* [GIVEN EXERCISE 1]
Echo the biographical passage word for word, from "George began building" to "away in 2002.".

George and Zelma (he was the only one who called her that) honeymooned in Hot Springs, then returned to a small house at 1511 Rock Street. They attended church together at Fifth and Victory Pentecostal Church where George received the Holy Ghost during a revival with a blind evangelist, Brother Joe Duke. Dean was baptized in Jesus Name during that same revival in October of 1956.
George began building a concrete block house on wooded property he had already purchased in West Little Rock and they moved in when first child, Mary, was a year and two days old. Georgia was born three years later, then George, Jr. in 1964 and Greg thirteen months later. George was a housepainter during their married life and Dean stayed home with the children. She enjoyed working outdoors and always had flowers around the house and a big garden from which she canned quarts and quarts of vegetables. After she raised her family and George had retired, Dean began working at Brookside Nursing Home and later at Chenal Nursing and Rehab where she was a CNA. She received many awards for her outstanding labor and finally retired when she was 75. She and George had been married 46 years when he passed away in 2002.

(Excerpts of pointing data)
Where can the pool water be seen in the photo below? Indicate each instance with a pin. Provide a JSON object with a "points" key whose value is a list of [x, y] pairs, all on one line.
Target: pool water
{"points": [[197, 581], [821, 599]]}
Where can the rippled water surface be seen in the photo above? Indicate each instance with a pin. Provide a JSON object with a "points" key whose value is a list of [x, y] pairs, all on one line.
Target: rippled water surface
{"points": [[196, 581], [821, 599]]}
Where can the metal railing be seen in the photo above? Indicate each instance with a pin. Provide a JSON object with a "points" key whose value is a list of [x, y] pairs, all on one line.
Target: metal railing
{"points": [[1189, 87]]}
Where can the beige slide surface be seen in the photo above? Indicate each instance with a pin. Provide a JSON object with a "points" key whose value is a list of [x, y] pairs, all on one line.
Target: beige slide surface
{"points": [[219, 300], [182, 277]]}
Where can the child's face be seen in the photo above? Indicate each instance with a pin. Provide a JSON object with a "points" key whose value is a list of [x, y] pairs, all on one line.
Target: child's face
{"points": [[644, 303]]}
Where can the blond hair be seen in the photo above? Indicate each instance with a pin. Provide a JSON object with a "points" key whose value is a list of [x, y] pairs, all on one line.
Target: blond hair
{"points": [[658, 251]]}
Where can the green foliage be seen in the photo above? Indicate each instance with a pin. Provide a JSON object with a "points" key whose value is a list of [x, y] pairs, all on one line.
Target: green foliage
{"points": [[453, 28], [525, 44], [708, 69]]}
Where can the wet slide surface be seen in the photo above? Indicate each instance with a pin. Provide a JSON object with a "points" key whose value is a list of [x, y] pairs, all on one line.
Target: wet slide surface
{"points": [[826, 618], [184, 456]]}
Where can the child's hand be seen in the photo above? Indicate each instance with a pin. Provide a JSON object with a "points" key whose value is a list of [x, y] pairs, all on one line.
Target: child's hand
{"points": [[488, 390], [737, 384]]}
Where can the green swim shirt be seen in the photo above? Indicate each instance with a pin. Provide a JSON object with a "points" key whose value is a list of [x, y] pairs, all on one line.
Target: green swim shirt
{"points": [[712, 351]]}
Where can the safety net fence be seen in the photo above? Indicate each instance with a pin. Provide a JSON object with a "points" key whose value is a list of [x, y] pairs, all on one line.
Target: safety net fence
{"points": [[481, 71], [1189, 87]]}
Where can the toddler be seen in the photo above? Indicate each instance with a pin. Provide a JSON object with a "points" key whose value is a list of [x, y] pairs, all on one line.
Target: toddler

* [GIVEN EXERCISE 2]
Rewrite the records from the line with "Where can the wet" through the end of the records, swapping "pin" for "marker" and changing nothing else.

* [FINISHED ANSWER 1]
George began building a concrete block house on wooded property he had already purchased in West Little Rock and they moved in when first child, Mary, was a year and two days old. Georgia was born three years later, then George, Jr. in 1964 and Greg thirteen months later. George was a housepainter during their married life and Dean stayed home with the children. She enjoyed working outdoors and always had flowers around the house and a big garden from which she canned quarts and quarts of vegetables. After she raised her family and George had retired, Dean began working at Brookside Nursing Home and later at Chenal Nursing and Rehab where she was a CNA. She received many awards for her outstanding labor and finally retired when she was 75. She and George had been married 46 years when he passed away in 2002.

* [FINISHED ANSWER 2]
Where can the wet slide surface be seen in the photo above? Indicate each instance with a marker. Provide a JSON object with a "points" key whose value is a list of [x, y] pairs, all on one line.
Target: wet slide surface
{"points": [[826, 618], [184, 456]]}
Where can the child's hand be seen in the photo above? Indicate each instance with a marker. Provide a JSON object with a "points" key whose value is a list of [x, y] pairs, all on one line.
Target: child's hand
{"points": [[488, 390], [737, 384]]}
Where can the green swim shirt be seen in the photo above? Indicate each instance with a marker. Provide a JSON object with a "points" key whose value is a list of [x, y] pairs, all on one line.
Target: green swim shirt
{"points": [[712, 351]]}
Where can the safety net fence be seen in the photo above? Indicate each instance with a marker. Provide a JSON object with a "points" key whose value is a list of [x, y] pairs, all on one line.
Target: safety net fence
{"points": [[481, 71], [1189, 87]]}
Where can the toddler be seen in the photo above? Indicate each instance with a marker. Provide a JSON object with a "points" key whose value is a list of [x, y] pairs, all on one line.
Target: toddler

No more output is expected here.